[TASK 1]
According to the passage on the 2026 men's NCAA tournament, where will the Final Four and National Championship Game be played?
[TASK 2]
Write the next part of the passage on the 2026 men's NCAA tournament, picking up after its final sentence.

[PASSAGE PROVIDED]

## start

The 2026 men’s NCAA tournament begins March 17 and runs through April 6. Sixty-eight teams will battle through the familiar gauntlet: the First Four is in Dayton, Ohio, with ensuing rounds held across the country, from Buffalo, N.Y., to San Diego, Calif. This year’s Final Four and National Championship Game take place at Lucas Oil Stadium in Indianapolis.
Selection Sunday on March 15 will lock in the 31 automatic qualifiers and 37 at-large teams, setting off the annual nationwide scramble to fill out brackets.
A handful of clear favorites headline the field. Early Bracketology projections at press time list Michigan as the top overall seed, while other analysts highlight Purdue, UConn, Houston, Kansas, Duke and Gonzaga among the leading contenders. Prediction models favor Arizona as the statistical favorite.

## end

[DATASET EXCERPTS]
## start

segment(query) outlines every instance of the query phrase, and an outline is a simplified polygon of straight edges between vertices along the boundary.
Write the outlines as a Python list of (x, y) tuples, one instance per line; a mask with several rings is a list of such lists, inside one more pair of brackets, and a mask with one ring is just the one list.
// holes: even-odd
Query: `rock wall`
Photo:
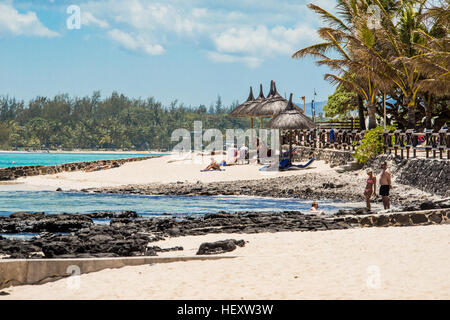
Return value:
[(130, 159), (96, 160), (85, 162), (64, 163), (56, 166), (21, 166), (0, 169), (0, 181), (14, 180), (20, 177), (55, 174), (66, 171), (85, 170), (91, 166), (122, 165), (126, 162), (147, 160), (154, 157), (136, 157)]
[(335, 218), (353, 227), (402, 227), (450, 223), (450, 209), (394, 212)]
[[(379, 168), (387, 161), (395, 182), (420, 190), (450, 197), (450, 161), (447, 159), (401, 159), (394, 155), (382, 155), (366, 164)], [(375, 172), (377, 173), (377, 172)]]
[(352, 151), (296, 147), (294, 161), (309, 160), (312, 157), (315, 157), (317, 160), (325, 160), (331, 167), (345, 165), (347, 162), (354, 160)]

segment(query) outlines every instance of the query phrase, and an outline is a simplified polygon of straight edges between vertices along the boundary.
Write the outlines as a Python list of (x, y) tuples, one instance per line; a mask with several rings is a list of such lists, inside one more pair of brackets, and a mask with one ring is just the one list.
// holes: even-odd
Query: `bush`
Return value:
[[(394, 126), (387, 126), (386, 130), (395, 130)], [(356, 147), (353, 157), (360, 163), (366, 163), (384, 152), (383, 127), (376, 127), (364, 133), (361, 144)]]

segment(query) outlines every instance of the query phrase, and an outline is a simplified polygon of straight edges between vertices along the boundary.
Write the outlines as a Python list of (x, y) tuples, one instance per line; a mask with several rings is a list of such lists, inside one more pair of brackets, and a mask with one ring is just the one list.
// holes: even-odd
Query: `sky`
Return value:
[[(253, 87), (300, 101), (334, 88), (312, 58), (321, 22), (306, 5), (334, 0), (0, 0), (0, 95), (113, 91), (168, 105), (243, 102)], [(78, 14), (79, 13), (79, 14)], [(79, 18), (79, 19), (78, 19)]]

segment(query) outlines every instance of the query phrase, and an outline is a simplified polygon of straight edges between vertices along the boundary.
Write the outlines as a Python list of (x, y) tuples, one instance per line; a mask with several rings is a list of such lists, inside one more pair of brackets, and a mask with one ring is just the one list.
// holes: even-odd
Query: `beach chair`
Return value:
[[(284, 159), (280, 160), (280, 165), (279, 165), (278, 169), (280, 171), (288, 170), (290, 168), (304, 169), (304, 168), (310, 166), (311, 163), (313, 163), (315, 160), (316, 160), (316, 158), (312, 158), (305, 164), (293, 164), (289, 158), (284, 158)], [(268, 171), (269, 168), (270, 168), (270, 166), (264, 166), (264, 167), (260, 168), (259, 170), (260, 171)]]

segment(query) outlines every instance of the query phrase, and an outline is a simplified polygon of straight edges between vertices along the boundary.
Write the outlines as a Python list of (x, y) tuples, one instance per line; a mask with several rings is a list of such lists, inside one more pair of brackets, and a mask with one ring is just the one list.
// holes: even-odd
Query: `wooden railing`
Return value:
[(328, 121), (316, 121), (316, 127), (318, 129), (342, 129), (342, 130), (357, 130), (359, 129), (358, 119), (349, 120), (328, 120)]
[[(360, 130), (331, 130), (312, 129), (294, 130), (292, 143), (311, 148), (328, 148), (337, 150), (355, 150), (360, 144), (364, 131)], [(283, 136), (283, 144), (289, 144), (289, 134)]]
[(450, 132), (448, 129), (441, 129), (438, 132), (414, 132), (413, 130), (384, 131), (384, 152), (392, 153), (397, 156), (400, 152), (400, 157), (406, 159), (412, 157), (416, 158), (418, 154), (424, 154), (425, 158), (444, 159), (447, 154), (447, 159), (450, 159)]

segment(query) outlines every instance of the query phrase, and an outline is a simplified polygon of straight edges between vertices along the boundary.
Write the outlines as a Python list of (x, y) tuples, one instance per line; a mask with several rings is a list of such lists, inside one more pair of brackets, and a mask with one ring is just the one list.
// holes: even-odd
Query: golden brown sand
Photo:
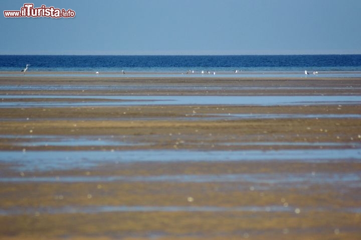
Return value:
[[(18, 86), (3, 89), (1, 86)], [(30, 89), (25, 86), (48, 86)], [(56, 88), (69, 86), (69, 88)], [(102, 88), (82, 87), (104, 86)], [(202, 87), (200, 88), (199, 87)], [(251, 88), (252, 87), (252, 88)], [(34, 95), (32, 101), (93, 101), (99, 95), (345, 95), (361, 94), (361, 79), (141, 78), (12, 76), (0, 77), (0, 95)], [(60, 95), (63, 99), (37, 98)], [(86, 97), (67, 99), (67, 95)], [(102, 101), (97, 100), (97, 101)], [(169, 150), (231, 151), (359, 148), (359, 118), (242, 119), (217, 117), (230, 114), (359, 114), (359, 104), (294, 106), (235, 105), (113, 106), (1, 108), (0, 150)], [(210, 118), (210, 116), (217, 117)], [(103, 137), (122, 136), (132, 145), (31, 146), (31, 135)], [(16, 136), (11, 138), (9, 136)], [(257, 143), (269, 143), (258, 145)], [(332, 144), (272, 144), (272, 143)], [(247, 143), (247, 144), (242, 143)], [(250, 144), (251, 143), (254, 143)], [(135, 152), (136, 152), (135, 151)], [(0, 157), (2, 157), (0, 152)], [(0, 162), (0, 178), (51, 177), (50, 182), (0, 182), (0, 210), (23, 211), (0, 214), (0, 238), (21, 239), (357, 239), (361, 237), (361, 198), (358, 185), (325, 181), (285, 186), (247, 181), (182, 182), (105, 181), (65, 182), (66, 176), (151, 176), (260, 174), (354, 173), (361, 163), (345, 158), (332, 162), (298, 161), (181, 161), (106, 162), (95, 167), (47, 171), (14, 170)], [(312, 177), (310, 176), (310, 177)], [(78, 211), (89, 207), (217, 207), (225, 210)], [(256, 206), (264, 210), (237, 210)], [(270, 210), (279, 206), (287, 211)], [(51, 209), (71, 207), (69, 212)], [(34, 212), (27, 209), (36, 209)], [(44, 211), (44, 209), (48, 211)], [(185, 208), (182, 208), (185, 209)], [(187, 208), (189, 209), (189, 208)], [(192, 208), (190, 208), (192, 209)], [(197, 208), (195, 208), (197, 209)], [(198, 208), (200, 209), (200, 208)], [(346, 210), (358, 209), (358, 210)], [(36, 209), (40, 209), (37, 210)], [(228, 210), (229, 209), (229, 210)], [(233, 209), (233, 210), (232, 210)], [(29, 213), (30, 212), (30, 213)]]

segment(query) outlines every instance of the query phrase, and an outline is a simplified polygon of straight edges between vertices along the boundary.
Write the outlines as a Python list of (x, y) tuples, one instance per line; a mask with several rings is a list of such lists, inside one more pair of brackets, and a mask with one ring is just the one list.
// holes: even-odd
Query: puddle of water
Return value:
[[(157, 105), (236, 105), (251, 106), (293, 106), (361, 103), (361, 96), (78, 96), (2, 95), (4, 99), (86, 99), (82, 102), (3, 102), (0, 107), (71, 107)], [(91, 101), (89, 99), (92, 99)], [(101, 102), (96, 100), (101, 99)], [(104, 100), (109, 100), (109, 101)], [(123, 100), (121, 101), (114, 101)]]
[[(0, 135), (1, 138), (10, 140), (17, 139), (14, 143), (24, 147), (34, 146), (141, 146), (141, 143), (124, 141), (119, 137), (111, 136), (83, 136), (73, 137), (50, 135)], [(23, 142), (19, 141), (22, 139)]]
[[(0, 209), (0, 215), (15, 215), (60, 213), (97, 213), (100, 212), (294, 212), (295, 207), (271, 205), (239, 206), (222, 207), (214, 206), (66, 206), (61, 207), (11, 208)], [(302, 212), (309, 211), (361, 212), (360, 207), (343, 207), (335, 209), (332, 207), (305, 207)]]
[(192, 151), (3, 151), (0, 162), (16, 165), (17, 171), (87, 169), (101, 163), (137, 162), (268, 161), (302, 162), (361, 161), (361, 149), (282, 149), (279, 150)]
[(222, 146), (295, 146), (302, 147), (342, 147), (361, 148), (361, 143), (338, 142), (225, 142), (219, 143)]
[(234, 174), (161, 175), (154, 176), (64, 176), (54, 177), (15, 177), (0, 178), (5, 182), (240, 182), (277, 185), (283, 188), (295, 184), (306, 187), (314, 184), (346, 184), (348, 187), (361, 186), (361, 173), (242, 173)]
[[(202, 115), (202, 114), (201, 114)], [(279, 119), (279, 118), (361, 118), (361, 114), (209, 114), (213, 117), (223, 117), (242, 119)]]

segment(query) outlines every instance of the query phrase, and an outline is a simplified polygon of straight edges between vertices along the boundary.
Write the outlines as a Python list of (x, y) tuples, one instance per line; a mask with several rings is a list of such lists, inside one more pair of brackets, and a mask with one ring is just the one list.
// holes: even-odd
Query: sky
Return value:
[[(74, 18), (5, 18), (26, 3)], [(361, 54), (360, 0), (1, 0), (0, 55)]]

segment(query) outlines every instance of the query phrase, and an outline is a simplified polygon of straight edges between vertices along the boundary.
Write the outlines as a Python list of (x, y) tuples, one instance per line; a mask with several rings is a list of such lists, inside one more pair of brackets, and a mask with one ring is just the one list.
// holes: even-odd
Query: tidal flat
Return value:
[(0, 238), (361, 237), (361, 79), (0, 75)]

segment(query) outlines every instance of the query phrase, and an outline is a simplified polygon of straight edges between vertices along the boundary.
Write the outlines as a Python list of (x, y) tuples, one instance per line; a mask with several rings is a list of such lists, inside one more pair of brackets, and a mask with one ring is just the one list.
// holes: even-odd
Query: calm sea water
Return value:
[(361, 55), (242, 56), (0, 55), (0, 71), (360, 71)]

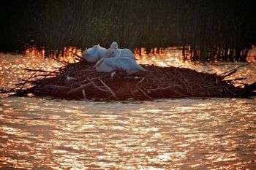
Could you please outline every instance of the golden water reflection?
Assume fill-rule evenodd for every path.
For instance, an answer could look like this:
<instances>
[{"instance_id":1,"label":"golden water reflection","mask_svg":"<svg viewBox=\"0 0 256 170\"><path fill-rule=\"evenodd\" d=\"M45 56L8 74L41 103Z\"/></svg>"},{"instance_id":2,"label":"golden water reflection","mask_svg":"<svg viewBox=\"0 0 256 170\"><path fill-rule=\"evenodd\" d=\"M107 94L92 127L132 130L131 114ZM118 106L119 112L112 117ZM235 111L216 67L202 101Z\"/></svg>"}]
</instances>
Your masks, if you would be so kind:
<instances>
[{"instance_id":1,"label":"golden water reflection","mask_svg":"<svg viewBox=\"0 0 256 170\"><path fill-rule=\"evenodd\" d=\"M255 169L255 101L3 98L0 168Z\"/></svg>"}]
</instances>

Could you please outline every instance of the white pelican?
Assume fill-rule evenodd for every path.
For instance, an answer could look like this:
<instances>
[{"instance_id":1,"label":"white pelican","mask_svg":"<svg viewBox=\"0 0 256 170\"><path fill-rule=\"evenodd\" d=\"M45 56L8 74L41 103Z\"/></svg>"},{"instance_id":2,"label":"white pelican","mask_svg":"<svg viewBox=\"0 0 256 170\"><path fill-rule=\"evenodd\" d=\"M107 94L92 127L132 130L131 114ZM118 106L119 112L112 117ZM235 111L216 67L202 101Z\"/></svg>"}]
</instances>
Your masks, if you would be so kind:
<instances>
[{"instance_id":1,"label":"white pelican","mask_svg":"<svg viewBox=\"0 0 256 170\"><path fill-rule=\"evenodd\" d=\"M121 57L119 49L113 50L110 53L100 59L94 66L96 70L100 72L113 72L116 69L125 70L128 74L146 71L142 66L136 63L135 61L127 58Z\"/></svg>"},{"instance_id":2,"label":"white pelican","mask_svg":"<svg viewBox=\"0 0 256 170\"><path fill-rule=\"evenodd\" d=\"M127 57L129 58L132 58L133 60L135 59L135 55L133 55L132 52L128 49L128 48L118 48L118 45L116 42L113 42L110 47L108 48L104 53L102 53L102 55L100 56L100 58L105 58L106 55L108 55L111 50L118 49L120 50L120 57Z\"/></svg>"},{"instance_id":3,"label":"white pelican","mask_svg":"<svg viewBox=\"0 0 256 170\"><path fill-rule=\"evenodd\" d=\"M101 55L105 55L106 50L105 48L100 47L98 44L84 50L82 53L82 59L89 63L96 63L100 59Z\"/></svg>"}]
</instances>

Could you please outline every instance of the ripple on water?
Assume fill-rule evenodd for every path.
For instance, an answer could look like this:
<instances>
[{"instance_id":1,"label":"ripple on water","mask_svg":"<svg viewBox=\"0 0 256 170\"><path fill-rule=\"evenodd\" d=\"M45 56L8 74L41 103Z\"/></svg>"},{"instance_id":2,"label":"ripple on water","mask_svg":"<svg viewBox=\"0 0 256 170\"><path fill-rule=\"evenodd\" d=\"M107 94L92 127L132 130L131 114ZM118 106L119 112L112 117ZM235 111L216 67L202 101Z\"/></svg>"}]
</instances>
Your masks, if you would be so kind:
<instances>
[{"instance_id":1,"label":"ripple on water","mask_svg":"<svg viewBox=\"0 0 256 170\"><path fill-rule=\"evenodd\" d=\"M43 63L40 67L36 61L26 63L30 59L1 55L1 86L8 81L13 85L10 74L29 76L22 67L50 69L46 65L54 62L37 58ZM189 66L178 60L167 62ZM251 75L255 71L251 66L239 72ZM189 67L207 70L213 66ZM85 102L1 96L0 100L0 168L256 169L256 98Z\"/></svg>"}]
</instances>

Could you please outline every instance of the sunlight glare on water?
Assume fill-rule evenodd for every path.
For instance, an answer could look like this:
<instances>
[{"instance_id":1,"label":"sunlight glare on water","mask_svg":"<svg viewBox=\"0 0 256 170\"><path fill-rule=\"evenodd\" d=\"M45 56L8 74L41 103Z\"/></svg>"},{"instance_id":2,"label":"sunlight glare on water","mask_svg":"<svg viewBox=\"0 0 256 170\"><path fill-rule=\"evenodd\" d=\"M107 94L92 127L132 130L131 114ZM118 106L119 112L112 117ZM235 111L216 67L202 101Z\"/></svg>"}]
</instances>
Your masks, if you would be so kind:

## end

[OUTPUT 1]
Lucas Oil Stadium in Indianapolis.

[OUTPUT 2]
The tournament’s beginnings stretch back to 1939, when just eight teams competed in the inaugural event. Over time, the field expanded and the spectacle grew, fueled by unforgettable buzzer-beaters and the rise of March Madness culture as a shared national ritual. Today’s 68-team format, adopted in 2011, added even more opportunity for mid-majors.
This year’s edition caps a season that tipped off Nov. 3, 2025, with Purdue entering as the preseason No. 1. Parity across major conferences means there will be plenty of intrigue leading up to the Final Four.